Start of TEXT SEGMENT

I found the following post: Let $a,b$ be in a group $G$. Show $(ab)^n=a^nb^n$ $\forall n\in\mathbb{Z}$ if and only if $ab=ba$..
It means for $a, b\in G$, if $ab = ba$, then $(ab)^{n} = a^{n}b^{n}$. But if we let $G = (\mathbb{Z}, +)$, wouldn't this not be true? For example, take $a = b = 5$ so that $(a + b)^{2} = 100 \neq 625= a^{2}b^{2}.$
I'm new to abstract algebra. Maybe my understanding of what the theorem is saying is off.
This is one of those annoying notation issues. Bear in mind that $a^n$ in a group $G$ with operation $\ast$ means
$$a^n = \underbrace{a \ast a \ast a \ast \cdots \ast a}_{n \; a's}$$
If $G$ is $\Bbb Z$ and your operation is addition, then the notation $a^n$ means
$$a^n = \underbrace{a + a + a + \cdots + a}_{n \; a's} = na$$
It's a bit confusing. In general, though, for abelian groups (those where $a \ast b = b \ast a$ for every $a,b \in G$), this is why we instead adopt the additive notation $na$ instead of the multiplicative notation $a^n$.
Thus, in this light, we have
$$(ab)^n = a^n b^n \text{ means } n(a+b) = na + nb$$

End of TEXT SEGMENT
Start of LISTING

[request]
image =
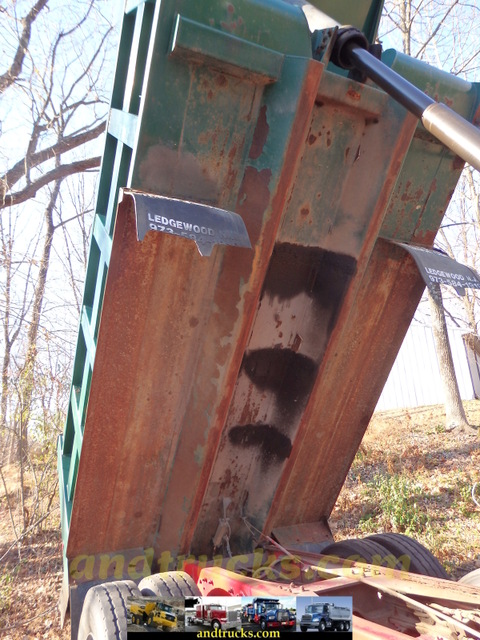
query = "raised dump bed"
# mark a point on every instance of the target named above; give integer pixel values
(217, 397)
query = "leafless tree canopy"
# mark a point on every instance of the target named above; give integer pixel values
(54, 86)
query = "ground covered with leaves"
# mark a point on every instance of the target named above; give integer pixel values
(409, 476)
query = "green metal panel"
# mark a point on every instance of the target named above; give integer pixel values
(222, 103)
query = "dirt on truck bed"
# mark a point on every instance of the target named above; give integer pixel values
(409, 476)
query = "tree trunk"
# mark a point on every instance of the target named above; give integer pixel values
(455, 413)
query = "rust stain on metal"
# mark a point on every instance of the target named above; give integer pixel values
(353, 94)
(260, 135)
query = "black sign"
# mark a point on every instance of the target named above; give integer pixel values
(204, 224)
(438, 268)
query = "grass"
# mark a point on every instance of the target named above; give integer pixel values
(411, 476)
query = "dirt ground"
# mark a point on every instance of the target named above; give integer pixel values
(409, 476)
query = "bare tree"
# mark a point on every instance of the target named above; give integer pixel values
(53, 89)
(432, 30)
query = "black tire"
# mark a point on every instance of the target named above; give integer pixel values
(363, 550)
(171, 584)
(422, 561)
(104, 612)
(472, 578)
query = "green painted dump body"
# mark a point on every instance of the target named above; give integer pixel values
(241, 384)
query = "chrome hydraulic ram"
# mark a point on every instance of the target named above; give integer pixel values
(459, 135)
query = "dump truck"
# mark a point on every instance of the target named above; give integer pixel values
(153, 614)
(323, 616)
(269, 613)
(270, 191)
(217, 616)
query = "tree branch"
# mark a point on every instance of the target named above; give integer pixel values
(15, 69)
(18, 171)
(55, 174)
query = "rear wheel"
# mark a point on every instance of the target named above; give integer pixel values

End of LISTING

- TASK LIST -
1. Write out the passage of the group notation thread, everything from "This is one" down to "multiplicative notation $a^n$.".
2. In the group notation thread, list every number that appears in the counterexample using $a = b = 5$.
3. According to the group notation thread, what does $a^n$ mean when the group is $\Bbb Z$ under addition?

- TASK-BY-TASK RESULTS -
1.
This is one of those annoying notation issues. Bear in mind that $a^n$ in a group $G$ with operation $\ast$ means
$$a^n = \underbrace{a \ast a \ast a \ast \cdots \ast a}_{n \; a's}$$
If $G$ is $\Bbb Z$ and your operation is addition, then the notation $a^n$ means
$$a^n = \underbrace{a + a + a + \cdots + a}_{n \; a's} = na$$
It's a bit confusing. In general, though, for abelian groups (those where $a \ast b = b \ast a$ for every $a,b \in G$), this is why we instead adopt the additive notation $na$ instead of the multiplicative notation $a^n$.

2. 5, 2, 100, 625

3. It means $a$ added to itself $n$ times, which equals $na$.